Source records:
== == ==

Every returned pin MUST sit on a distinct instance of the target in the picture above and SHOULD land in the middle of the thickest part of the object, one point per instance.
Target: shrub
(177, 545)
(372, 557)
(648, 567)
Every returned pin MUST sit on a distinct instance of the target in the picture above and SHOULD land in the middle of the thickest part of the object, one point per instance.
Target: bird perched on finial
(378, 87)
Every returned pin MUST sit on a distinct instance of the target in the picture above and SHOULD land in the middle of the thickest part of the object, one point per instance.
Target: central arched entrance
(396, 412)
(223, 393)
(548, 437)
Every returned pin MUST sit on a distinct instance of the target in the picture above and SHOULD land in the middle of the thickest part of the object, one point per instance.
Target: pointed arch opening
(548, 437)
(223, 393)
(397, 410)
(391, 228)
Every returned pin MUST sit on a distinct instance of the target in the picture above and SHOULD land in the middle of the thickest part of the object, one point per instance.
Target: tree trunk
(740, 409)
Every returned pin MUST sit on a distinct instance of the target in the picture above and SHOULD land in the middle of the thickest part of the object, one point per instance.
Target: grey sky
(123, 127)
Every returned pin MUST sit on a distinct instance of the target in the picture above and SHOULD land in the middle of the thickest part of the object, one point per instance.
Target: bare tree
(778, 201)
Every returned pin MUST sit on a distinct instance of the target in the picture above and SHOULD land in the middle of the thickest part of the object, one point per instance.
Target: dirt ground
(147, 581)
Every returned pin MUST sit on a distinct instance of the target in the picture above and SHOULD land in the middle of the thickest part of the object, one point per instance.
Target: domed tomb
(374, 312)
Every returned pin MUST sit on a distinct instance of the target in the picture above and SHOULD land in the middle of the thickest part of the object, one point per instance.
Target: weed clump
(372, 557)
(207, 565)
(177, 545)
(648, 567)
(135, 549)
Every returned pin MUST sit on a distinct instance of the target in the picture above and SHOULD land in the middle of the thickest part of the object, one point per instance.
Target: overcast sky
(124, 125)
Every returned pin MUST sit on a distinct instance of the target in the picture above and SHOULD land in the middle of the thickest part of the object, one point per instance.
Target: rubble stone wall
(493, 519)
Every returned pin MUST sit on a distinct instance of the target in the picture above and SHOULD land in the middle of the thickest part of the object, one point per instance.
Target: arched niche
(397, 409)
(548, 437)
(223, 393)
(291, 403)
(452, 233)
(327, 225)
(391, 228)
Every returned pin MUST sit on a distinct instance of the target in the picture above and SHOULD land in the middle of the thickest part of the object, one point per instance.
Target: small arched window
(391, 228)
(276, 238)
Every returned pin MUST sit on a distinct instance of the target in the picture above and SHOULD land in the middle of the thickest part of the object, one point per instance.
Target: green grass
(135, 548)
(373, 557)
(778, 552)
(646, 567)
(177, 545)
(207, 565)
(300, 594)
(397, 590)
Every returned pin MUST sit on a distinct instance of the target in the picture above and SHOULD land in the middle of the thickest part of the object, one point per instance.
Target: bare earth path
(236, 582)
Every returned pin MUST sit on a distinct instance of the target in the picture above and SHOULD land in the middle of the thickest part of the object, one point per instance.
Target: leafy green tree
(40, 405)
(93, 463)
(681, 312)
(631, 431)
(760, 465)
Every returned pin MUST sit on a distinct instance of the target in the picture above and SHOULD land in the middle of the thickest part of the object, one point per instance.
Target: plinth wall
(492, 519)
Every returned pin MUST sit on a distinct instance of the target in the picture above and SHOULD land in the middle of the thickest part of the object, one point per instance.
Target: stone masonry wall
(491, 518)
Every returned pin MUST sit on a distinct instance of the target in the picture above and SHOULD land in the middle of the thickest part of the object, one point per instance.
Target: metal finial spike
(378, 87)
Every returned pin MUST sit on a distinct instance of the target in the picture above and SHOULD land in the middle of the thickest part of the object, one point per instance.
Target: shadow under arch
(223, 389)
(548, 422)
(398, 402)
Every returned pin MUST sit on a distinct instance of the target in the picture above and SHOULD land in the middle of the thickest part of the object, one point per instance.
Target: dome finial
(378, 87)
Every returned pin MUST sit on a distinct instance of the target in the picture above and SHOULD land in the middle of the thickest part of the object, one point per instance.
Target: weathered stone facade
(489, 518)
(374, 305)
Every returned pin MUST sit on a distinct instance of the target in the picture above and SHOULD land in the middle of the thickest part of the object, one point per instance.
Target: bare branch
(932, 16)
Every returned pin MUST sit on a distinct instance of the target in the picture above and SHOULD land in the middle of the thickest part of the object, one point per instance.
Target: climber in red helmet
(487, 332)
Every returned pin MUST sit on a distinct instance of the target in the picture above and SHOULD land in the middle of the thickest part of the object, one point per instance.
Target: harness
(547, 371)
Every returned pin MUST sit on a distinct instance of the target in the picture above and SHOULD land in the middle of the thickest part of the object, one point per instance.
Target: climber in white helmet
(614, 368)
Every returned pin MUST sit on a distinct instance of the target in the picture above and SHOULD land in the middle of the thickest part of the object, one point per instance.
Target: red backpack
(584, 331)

== == ==

**WRITTEN INSTRUCTION:** Report how many lines of the items above contain the string "green". Matching is case-sensitive. Reply with the number alone.

**FINISHED TASK:** 2